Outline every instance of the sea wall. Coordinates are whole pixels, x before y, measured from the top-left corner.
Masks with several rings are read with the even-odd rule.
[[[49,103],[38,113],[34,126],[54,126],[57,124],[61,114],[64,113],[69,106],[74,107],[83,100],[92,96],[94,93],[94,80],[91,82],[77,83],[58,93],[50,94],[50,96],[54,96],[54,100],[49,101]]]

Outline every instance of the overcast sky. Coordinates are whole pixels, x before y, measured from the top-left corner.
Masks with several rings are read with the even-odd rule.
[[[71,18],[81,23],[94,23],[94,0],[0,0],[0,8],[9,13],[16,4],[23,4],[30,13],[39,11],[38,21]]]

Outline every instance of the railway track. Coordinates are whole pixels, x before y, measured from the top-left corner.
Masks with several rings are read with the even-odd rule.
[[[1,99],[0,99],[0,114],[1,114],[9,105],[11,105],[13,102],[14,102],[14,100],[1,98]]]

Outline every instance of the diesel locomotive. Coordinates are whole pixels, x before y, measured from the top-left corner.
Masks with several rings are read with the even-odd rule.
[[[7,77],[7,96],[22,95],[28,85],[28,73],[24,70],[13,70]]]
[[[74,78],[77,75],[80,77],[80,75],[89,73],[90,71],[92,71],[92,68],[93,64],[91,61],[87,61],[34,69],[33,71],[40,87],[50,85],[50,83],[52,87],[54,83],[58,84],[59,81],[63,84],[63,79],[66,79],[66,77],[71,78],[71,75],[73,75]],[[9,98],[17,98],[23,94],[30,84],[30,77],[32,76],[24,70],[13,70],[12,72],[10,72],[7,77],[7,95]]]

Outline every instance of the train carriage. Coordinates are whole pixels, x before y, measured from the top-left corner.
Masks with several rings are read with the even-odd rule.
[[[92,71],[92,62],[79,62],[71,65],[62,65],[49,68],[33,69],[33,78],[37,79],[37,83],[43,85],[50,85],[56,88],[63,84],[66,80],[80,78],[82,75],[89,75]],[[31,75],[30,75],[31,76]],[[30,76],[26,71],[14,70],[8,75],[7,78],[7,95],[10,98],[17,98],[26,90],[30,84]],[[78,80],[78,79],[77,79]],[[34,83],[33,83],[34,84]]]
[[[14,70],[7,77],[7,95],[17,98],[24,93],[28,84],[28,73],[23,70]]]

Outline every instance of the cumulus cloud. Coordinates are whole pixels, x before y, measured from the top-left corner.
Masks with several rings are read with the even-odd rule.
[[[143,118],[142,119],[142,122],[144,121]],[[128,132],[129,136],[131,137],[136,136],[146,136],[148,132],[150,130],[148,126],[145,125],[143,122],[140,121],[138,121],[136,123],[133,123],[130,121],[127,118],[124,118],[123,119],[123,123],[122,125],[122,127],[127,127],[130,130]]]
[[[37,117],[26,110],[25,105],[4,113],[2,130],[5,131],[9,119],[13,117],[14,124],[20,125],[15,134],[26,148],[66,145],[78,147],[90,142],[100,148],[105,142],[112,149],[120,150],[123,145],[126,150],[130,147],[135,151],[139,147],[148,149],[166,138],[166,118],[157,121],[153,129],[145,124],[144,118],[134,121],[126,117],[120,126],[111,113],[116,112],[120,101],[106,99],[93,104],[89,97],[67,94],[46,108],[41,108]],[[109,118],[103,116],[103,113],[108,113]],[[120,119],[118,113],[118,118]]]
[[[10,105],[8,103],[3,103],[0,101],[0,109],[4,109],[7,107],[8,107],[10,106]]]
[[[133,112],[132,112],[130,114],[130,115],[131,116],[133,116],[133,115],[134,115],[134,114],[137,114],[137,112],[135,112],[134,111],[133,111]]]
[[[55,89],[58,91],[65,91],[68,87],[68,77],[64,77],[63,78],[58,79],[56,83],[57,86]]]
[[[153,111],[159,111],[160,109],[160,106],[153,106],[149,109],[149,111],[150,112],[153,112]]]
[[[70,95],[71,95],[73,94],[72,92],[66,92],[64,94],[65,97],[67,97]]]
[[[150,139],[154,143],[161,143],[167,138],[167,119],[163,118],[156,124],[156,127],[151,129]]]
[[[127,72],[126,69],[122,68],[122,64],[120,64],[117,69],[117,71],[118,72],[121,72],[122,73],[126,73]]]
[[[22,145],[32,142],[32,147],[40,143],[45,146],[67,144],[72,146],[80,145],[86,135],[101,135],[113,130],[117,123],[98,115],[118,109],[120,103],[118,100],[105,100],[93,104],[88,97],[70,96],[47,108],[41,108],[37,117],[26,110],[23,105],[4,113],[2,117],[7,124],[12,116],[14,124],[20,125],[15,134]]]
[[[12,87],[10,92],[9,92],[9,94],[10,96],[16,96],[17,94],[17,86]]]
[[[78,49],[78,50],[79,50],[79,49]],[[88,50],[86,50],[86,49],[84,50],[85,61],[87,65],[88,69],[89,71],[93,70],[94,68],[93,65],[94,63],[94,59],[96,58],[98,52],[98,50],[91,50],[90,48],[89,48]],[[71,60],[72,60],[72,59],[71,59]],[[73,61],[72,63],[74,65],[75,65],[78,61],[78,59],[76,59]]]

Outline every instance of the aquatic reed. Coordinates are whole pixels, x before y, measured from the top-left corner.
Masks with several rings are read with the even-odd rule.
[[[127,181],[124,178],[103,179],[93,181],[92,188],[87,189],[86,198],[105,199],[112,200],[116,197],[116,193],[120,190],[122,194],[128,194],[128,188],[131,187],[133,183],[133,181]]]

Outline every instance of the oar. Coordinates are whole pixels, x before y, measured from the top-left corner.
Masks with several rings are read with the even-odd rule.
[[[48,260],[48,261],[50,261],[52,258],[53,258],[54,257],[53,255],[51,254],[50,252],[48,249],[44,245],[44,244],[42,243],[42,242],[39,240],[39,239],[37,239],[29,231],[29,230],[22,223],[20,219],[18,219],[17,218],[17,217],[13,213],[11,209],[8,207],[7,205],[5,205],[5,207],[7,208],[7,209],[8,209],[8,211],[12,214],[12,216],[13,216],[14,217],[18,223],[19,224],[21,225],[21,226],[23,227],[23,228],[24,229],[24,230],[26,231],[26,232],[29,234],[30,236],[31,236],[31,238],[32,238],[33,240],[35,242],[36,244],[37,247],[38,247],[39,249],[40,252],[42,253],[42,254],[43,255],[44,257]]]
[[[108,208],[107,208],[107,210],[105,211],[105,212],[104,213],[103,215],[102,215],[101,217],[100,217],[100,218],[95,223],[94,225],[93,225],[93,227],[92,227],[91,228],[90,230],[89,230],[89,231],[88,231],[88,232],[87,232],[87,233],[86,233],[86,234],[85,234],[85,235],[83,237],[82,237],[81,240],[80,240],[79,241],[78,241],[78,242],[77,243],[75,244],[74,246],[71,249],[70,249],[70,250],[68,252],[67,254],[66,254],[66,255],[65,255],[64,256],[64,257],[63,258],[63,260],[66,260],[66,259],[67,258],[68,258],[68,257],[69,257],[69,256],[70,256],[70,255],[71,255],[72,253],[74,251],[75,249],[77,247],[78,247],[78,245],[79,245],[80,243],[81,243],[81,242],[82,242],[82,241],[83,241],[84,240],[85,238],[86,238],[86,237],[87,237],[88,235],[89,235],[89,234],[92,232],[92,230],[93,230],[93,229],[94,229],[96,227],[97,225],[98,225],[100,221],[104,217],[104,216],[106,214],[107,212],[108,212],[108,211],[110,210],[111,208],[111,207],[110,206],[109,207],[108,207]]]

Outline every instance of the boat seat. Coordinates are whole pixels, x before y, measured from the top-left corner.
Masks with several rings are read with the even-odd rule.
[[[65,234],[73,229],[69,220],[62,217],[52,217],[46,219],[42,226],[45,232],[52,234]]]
########
▶ _What you should do_: Update the entries above by replacing "top-left corner" with "upper-left corner" wherever it occurs, and write them out again with nothing else changed.

▶ _Task solution_:
Outline every instance of the sea wall. Coordinates are whole pixels, x before y, measured from the upper-left corner.
Masks with several rings are read with the even-odd rule.
[[[49,103],[38,113],[34,126],[54,126],[57,124],[61,114],[64,113],[69,106],[74,107],[83,100],[92,96],[94,93],[94,80],[91,82],[77,83],[58,93],[50,94],[50,96],[54,96],[54,100],[49,101]]]

Outline every instance of the overcast sky. Coordinates are whole pixels, x before y, measured from the upper-left corner.
Masks with several rings are read with the even-odd rule.
[[[71,18],[81,23],[94,23],[94,0],[0,0],[0,8],[9,13],[16,4],[23,4],[30,13],[39,11],[38,21]]]

Outline every instance of the railway track. Coordinates are whole pixels, x before y, measured from the upper-left corner.
Masks with several rings are read with the even-odd rule.
[[[1,99],[0,99],[0,114],[1,114],[9,105],[11,105],[13,102],[14,102],[14,100],[1,98]]]

Outline every instance of the diesel locomotive. Coordinates are whole pixels, x before y, measured from the upper-left corner.
Masks with several rings are read with the even-odd rule.
[[[7,77],[7,96],[22,95],[28,85],[28,73],[24,70],[13,70]]]
[[[74,78],[77,75],[80,77],[80,75],[89,73],[90,71],[92,71],[92,68],[93,64],[91,61],[87,61],[34,69],[33,71],[40,87],[50,85],[50,83],[52,87],[54,83],[58,84],[59,81],[63,84],[63,79],[66,79],[66,77],[71,78],[71,75],[73,75]],[[9,98],[17,98],[23,94],[30,84],[30,77],[32,76],[24,70],[13,70],[12,72],[10,72],[7,77],[7,95]]]

Outline every instance of the train carriage. Coordinates are whole pixels, x before y, measured from the upper-left corner.
Masks with several rings are read with the even-odd rule.
[[[92,71],[92,62],[79,62],[71,65],[62,65],[49,68],[33,69],[33,78],[37,79],[37,83],[43,85],[50,85],[56,88],[63,84],[66,80],[80,78],[82,75],[89,75]],[[31,75],[30,75],[31,76]],[[30,76],[26,71],[14,70],[8,75],[7,78],[7,95],[10,98],[17,98],[26,90],[30,84]],[[78,80],[78,79],[77,79]],[[34,83],[33,83],[34,84]]]
[[[14,70],[7,77],[7,95],[17,98],[24,93],[28,84],[28,73],[23,70]]]

Outline every instance of the cumulus cloud. Coordinates are whole pixels, x before y, measured from the upper-left corner.
Masks with several rings are read with the even-odd rule.
[[[143,118],[142,119],[142,122],[144,121]],[[128,132],[129,136],[131,137],[136,136],[146,136],[148,132],[150,130],[148,126],[145,125],[143,122],[140,121],[138,121],[136,123],[133,123],[130,121],[127,118],[124,118],[123,119],[123,123],[122,125],[122,127],[127,127],[130,130]]]
[[[37,117],[26,110],[25,105],[4,113],[2,130],[5,131],[9,119],[13,117],[14,124],[20,125],[15,134],[26,148],[66,145],[78,147],[90,142],[100,148],[105,142],[112,149],[120,150],[123,145],[126,150],[130,147],[135,151],[139,147],[148,149],[166,138],[166,118],[157,121],[153,129],[145,124],[144,118],[134,121],[126,117],[120,126],[111,113],[116,112],[120,101],[106,99],[93,104],[89,97],[67,94],[46,108],[41,108]],[[109,118],[103,116],[103,113],[108,113]],[[120,119],[118,113],[118,118]]]
[[[10,105],[8,103],[3,103],[0,101],[0,109],[4,109],[7,107],[8,107],[10,106]]]
[[[133,112],[132,112],[130,114],[130,115],[131,116],[133,116],[133,115],[134,115],[134,114],[137,114],[137,112],[135,112],[134,111],[133,111]]]
[[[55,89],[58,91],[65,91],[68,87],[68,77],[64,77],[63,78],[58,79],[56,83],[57,86]]]
[[[153,111],[159,111],[160,109],[160,106],[153,106],[149,109],[149,111],[150,112],[153,112]]]
[[[70,95],[71,95],[73,94],[72,92],[66,92],[64,94],[65,97],[67,97]]]
[[[150,139],[154,143],[161,143],[167,138],[167,119],[163,118],[156,124],[156,127],[151,129]]]
[[[127,72],[126,69],[122,68],[122,64],[120,64],[117,69],[117,71],[118,72],[121,72],[122,73],[126,73]]]
[[[22,145],[32,142],[32,147],[40,143],[45,146],[67,144],[72,146],[80,145],[86,135],[101,135],[113,130],[117,123],[98,115],[118,109],[120,103],[118,100],[105,100],[93,104],[88,97],[70,96],[47,108],[41,108],[37,117],[26,110],[23,105],[4,113],[2,117],[7,124],[12,116],[14,124],[20,125],[15,134]]]
[[[12,87],[10,92],[9,92],[9,94],[10,96],[16,96],[17,94],[17,86]]]
[[[78,49],[78,50],[79,50],[79,49]],[[88,50],[86,50],[86,49],[84,50],[85,61],[87,65],[88,69],[89,71],[93,70],[94,68],[93,65],[94,63],[94,59],[96,58],[98,52],[98,50],[91,50],[90,48],[89,48]],[[71,60],[72,60],[72,59],[71,59]],[[73,61],[72,63],[74,65],[75,65],[78,61],[78,59],[76,59]]]

Outline every instance of the aquatic reed. Coordinates are whole pixels, x before y, measured from the upper-left corner.
Masks with several rings are read with the even-odd rule.
[[[127,181],[124,178],[103,179],[93,181],[92,188],[87,189],[86,198],[105,199],[112,200],[116,197],[116,193],[120,190],[122,194],[128,194],[128,188],[131,187],[133,183],[133,181]]]

Outline every instance of the oar. Coordinates are whole pixels, x before y, measured from the upper-left corner.
Masks with several rings are read with the even-odd rule.
[[[48,260],[48,261],[50,261],[52,258],[53,258],[54,257],[53,255],[51,254],[50,252],[48,249],[44,245],[44,244],[42,243],[42,242],[39,240],[39,239],[37,239],[29,231],[29,230],[22,223],[20,219],[18,219],[17,218],[17,217],[13,213],[11,209],[8,207],[7,205],[5,205],[5,207],[7,208],[7,209],[8,209],[8,211],[12,214],[12,216],[13,216],[14,217],[18,223],[19,224],[21,225],[21,226],[23,227],[23,228],[24,229],[24,230],[26,231],[26,232],[29,234],[30,236],[31,236],[31,238],[32,238],[33,240],[35,242],[36,244],[37,247],[38,247],[39,249],[40,252],[42,253],[42,254],[43,255],[44,257]]]
[[[108,208],[107,208],[107,210],[105,211],[105,212],[104,213],[103,215],[102,215],[101,217],[100,217],[100,218],[95,223],[94,225],[93,225],[93,227],[92,227],[91,228],[90,230],[89,230],[89,231],[88,231],[88,232],[87,232],[87,233],[86,233],[86,234],[85,234],[85,235],[83,237],[82,237],[81,240],[80,240],[79,241],[78,241],[78,242],[77,243],[75,244],[74,246],[71,249],[70,249],[70,250],[68,252],[67,254],[66,254],[66,255],[65,255],[64,256],[64,257],[63,258],[63,260],[66,260],[66,259],[67,258],[68,258],[68,257],[69,257],[69,256],[70,256],[70,255],[71,255],[72,253],[74,251],[75,249],[77,247],[78,247],[78,245],[79,245],[80,243],[81,243],[81,242],[82,242],[82,241],[83,241],[84,240],[85,238],[86,238],[86,237],[87,237],[88,235],[89,235],[89,234],[92,232],[92,230],[93,230],[93,229],[94,229],[96,227],[97,225],[98,225],[100,221],[104,217],[104,216],[106,214],[107,212],[108,212],[108,211],[110,210],[111,208],[111,207],[110,206],[109,207],[108,207]]]

Outline every instance of the boat seat. Coordinates are whole pixels, x before y, measured from the upper-left corner.
Masks with several rings are read with the even-odd rule.
[[[65,234],[73,229],[69,220],[62,217],[52,217],[46,219],[42,226],[45,232],[52,234]]]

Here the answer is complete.